→ **EXERCISE PROMPT**
Swap "green tree" for "pine tree" in the part of the listing that opens with the line containing "If you would be willing to mark the green" and closes at the end of the listing. Reproduce only those lines, with nothing else altered.

Excerpts from point annotation data:
- - -
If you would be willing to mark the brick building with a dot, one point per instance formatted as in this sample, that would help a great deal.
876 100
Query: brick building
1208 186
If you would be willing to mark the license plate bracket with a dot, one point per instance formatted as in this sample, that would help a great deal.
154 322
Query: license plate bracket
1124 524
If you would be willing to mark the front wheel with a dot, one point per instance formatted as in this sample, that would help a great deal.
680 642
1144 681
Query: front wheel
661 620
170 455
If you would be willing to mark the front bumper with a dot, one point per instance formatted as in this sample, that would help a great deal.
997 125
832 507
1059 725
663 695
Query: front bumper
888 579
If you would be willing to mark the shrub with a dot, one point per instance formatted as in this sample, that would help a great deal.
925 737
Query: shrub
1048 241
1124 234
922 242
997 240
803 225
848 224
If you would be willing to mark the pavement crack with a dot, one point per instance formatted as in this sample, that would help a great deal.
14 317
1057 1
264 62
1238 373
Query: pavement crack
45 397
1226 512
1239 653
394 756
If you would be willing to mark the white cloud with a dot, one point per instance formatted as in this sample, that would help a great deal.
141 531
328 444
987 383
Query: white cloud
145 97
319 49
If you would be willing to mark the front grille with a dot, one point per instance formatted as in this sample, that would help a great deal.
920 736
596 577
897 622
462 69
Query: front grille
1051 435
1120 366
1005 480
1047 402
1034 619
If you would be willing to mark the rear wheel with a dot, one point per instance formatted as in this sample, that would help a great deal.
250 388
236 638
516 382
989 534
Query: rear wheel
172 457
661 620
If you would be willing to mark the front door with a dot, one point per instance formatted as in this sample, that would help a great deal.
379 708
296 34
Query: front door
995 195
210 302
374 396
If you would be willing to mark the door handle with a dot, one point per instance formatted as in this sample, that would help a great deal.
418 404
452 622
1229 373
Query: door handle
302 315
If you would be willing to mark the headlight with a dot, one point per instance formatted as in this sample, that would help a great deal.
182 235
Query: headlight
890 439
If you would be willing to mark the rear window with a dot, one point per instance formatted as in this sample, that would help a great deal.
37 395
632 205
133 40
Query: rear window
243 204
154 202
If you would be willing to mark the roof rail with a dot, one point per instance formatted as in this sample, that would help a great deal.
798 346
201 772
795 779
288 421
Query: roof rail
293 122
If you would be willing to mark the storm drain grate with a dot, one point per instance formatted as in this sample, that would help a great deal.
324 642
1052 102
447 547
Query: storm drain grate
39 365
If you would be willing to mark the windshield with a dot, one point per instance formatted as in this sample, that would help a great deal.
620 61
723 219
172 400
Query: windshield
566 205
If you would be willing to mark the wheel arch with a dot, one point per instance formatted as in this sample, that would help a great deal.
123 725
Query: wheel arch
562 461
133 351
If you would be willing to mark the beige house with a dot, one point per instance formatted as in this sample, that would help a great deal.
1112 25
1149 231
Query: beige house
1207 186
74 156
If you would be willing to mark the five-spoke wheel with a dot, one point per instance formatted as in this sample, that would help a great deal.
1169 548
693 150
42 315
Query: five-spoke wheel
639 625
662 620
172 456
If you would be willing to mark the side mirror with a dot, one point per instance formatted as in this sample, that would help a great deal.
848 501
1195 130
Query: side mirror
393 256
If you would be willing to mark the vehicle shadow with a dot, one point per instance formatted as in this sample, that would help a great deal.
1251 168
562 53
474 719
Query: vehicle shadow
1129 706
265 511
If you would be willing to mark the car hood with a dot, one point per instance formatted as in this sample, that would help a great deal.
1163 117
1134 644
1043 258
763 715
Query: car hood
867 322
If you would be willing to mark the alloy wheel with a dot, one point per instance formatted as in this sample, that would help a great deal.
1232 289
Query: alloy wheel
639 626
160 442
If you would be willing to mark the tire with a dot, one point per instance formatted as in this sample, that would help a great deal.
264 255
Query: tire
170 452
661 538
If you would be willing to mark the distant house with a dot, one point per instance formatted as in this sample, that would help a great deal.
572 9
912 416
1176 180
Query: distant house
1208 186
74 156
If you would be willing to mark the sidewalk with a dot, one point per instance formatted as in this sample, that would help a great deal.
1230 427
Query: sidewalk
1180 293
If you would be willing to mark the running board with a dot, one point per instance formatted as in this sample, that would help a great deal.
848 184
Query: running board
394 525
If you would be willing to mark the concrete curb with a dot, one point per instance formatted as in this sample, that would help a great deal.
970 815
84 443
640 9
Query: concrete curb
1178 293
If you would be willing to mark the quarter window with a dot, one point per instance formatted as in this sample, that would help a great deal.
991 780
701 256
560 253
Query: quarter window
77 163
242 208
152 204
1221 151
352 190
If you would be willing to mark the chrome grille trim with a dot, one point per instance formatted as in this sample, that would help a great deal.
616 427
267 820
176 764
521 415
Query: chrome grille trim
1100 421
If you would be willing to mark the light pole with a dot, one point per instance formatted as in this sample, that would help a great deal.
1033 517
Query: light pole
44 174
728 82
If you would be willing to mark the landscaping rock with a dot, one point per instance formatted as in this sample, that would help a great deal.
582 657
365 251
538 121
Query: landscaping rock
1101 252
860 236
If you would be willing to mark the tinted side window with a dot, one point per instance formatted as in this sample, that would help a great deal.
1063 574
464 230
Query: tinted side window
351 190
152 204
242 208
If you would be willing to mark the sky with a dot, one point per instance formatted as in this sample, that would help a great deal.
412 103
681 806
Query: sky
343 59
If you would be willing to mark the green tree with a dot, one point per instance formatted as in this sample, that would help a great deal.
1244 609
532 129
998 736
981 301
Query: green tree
- - -
→ **OUTPUT FOR THIS TASK**
If you would be willing to mark the pine tree with a dot, one point per instance formatted as in this sample, that would help a great deal.
1244 609
532 129
998 736
981 301
Query: pine tree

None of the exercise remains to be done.